_Selection_

○ ○ ○

You will no doubt see the crucial additions to our code.  We now have a fancy <nomatch> section that will be triggered only once, and it will disable our mixed initiative input mode.  After this section is met, the user will have to enter information one piece of information at a time because we set "init_get_celeb" (the initial section's name) to true.  Also, it is worth noting that we have not mapped any fields to the grammar slots.  This is because the individual subgrammars have the same names as our fields, and our form was told which grammars to use at the form level.

○ ○ ○

_Provided data_
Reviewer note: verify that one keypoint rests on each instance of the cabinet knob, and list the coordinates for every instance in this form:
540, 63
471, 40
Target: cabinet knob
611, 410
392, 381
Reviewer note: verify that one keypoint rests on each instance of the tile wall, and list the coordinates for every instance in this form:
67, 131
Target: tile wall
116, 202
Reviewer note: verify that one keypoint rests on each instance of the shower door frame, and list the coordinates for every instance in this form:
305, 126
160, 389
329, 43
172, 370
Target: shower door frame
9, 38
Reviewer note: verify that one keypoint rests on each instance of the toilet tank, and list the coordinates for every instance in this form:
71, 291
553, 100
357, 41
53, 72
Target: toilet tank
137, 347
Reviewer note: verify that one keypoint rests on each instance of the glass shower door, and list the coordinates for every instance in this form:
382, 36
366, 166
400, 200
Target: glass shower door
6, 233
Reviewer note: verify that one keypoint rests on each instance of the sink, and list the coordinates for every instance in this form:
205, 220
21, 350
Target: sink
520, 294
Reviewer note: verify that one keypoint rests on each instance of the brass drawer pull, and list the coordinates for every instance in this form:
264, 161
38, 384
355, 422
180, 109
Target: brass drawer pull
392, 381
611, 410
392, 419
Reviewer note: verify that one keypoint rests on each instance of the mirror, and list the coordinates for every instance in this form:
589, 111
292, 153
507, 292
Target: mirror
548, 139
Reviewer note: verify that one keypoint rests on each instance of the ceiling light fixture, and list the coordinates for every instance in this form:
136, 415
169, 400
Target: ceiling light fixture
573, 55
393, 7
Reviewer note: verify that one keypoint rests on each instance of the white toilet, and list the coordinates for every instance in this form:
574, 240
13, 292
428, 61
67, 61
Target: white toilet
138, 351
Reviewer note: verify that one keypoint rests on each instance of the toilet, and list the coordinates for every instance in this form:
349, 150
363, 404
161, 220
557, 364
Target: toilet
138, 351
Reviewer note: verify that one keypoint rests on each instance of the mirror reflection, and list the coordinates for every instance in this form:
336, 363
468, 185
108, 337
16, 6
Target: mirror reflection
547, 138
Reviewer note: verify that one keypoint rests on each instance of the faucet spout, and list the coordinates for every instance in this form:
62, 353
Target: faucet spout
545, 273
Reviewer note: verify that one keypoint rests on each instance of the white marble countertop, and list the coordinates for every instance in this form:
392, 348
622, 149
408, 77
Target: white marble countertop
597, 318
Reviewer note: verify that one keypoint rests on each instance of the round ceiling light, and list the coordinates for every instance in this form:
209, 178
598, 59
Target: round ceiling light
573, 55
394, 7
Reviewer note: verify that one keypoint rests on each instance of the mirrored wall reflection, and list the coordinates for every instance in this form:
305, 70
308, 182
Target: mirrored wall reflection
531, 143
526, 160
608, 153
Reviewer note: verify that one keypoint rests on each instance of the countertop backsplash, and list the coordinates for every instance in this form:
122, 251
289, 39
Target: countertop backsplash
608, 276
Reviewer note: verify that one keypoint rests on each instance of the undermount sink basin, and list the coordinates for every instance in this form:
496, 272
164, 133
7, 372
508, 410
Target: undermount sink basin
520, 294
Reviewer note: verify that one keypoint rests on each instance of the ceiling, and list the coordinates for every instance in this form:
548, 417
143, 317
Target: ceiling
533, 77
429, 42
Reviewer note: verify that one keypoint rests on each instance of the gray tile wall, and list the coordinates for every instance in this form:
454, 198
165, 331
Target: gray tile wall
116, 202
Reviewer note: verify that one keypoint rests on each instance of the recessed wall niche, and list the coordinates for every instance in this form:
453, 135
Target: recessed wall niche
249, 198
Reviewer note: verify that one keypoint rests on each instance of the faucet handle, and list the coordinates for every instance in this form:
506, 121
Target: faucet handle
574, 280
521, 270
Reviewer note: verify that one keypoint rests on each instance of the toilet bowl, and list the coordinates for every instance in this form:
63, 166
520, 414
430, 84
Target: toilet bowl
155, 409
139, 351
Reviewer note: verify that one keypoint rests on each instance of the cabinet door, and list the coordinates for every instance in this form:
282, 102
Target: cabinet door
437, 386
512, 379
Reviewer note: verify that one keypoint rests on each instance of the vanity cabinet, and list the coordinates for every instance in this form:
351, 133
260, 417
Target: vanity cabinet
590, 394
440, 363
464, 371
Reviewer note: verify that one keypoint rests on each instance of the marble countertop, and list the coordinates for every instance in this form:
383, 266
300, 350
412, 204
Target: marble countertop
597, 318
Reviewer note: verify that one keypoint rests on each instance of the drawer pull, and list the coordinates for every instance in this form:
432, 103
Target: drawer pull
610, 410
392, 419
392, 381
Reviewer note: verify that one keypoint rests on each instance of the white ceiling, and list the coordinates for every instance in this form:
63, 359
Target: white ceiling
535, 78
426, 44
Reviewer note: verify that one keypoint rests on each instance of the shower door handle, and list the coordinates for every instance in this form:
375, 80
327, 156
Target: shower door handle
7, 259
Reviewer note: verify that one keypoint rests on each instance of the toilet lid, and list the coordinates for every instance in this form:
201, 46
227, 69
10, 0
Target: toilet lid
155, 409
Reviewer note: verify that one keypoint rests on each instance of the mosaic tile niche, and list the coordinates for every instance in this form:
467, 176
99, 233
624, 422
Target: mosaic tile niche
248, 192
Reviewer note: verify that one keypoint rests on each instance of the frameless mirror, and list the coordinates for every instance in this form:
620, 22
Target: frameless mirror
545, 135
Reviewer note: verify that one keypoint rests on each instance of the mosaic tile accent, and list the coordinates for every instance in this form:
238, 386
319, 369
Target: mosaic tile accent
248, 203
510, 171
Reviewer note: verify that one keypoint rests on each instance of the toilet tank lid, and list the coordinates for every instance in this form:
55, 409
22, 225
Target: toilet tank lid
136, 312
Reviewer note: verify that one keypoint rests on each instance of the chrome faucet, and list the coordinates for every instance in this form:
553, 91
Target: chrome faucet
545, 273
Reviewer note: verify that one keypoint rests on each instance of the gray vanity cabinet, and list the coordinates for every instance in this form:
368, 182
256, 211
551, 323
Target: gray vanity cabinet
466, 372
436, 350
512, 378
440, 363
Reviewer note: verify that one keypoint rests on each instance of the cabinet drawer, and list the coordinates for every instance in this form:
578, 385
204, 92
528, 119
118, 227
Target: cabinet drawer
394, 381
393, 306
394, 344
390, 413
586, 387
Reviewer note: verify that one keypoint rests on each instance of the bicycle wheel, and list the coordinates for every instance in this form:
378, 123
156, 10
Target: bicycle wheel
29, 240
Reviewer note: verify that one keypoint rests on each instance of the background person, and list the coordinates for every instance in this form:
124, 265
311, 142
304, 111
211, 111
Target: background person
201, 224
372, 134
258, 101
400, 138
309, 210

○ ○ ○

_Aim_
Can you write out, word for word, the stretch of the passage on mixed-initiative input from "You will no" through "the form level."? The lines have nothing to do with the passage on mixed-initiative input.

_Exercise answer_
You will no doubt see the crucial additions to our code.  We now have a fancy <nomatch> section that will be triggered only once, and it will disable our mixed initiative input mode.  After this section is met, the user will have to enter information one piece of information at a time because we set "init_get_celeb" (the initial section's name) to true.  Also, it is worth noting that we have not mapped any fields to the grammar slots.  This is because the individual subgrammars have the same names as our fields, and our form was told which grammars to use at the form level.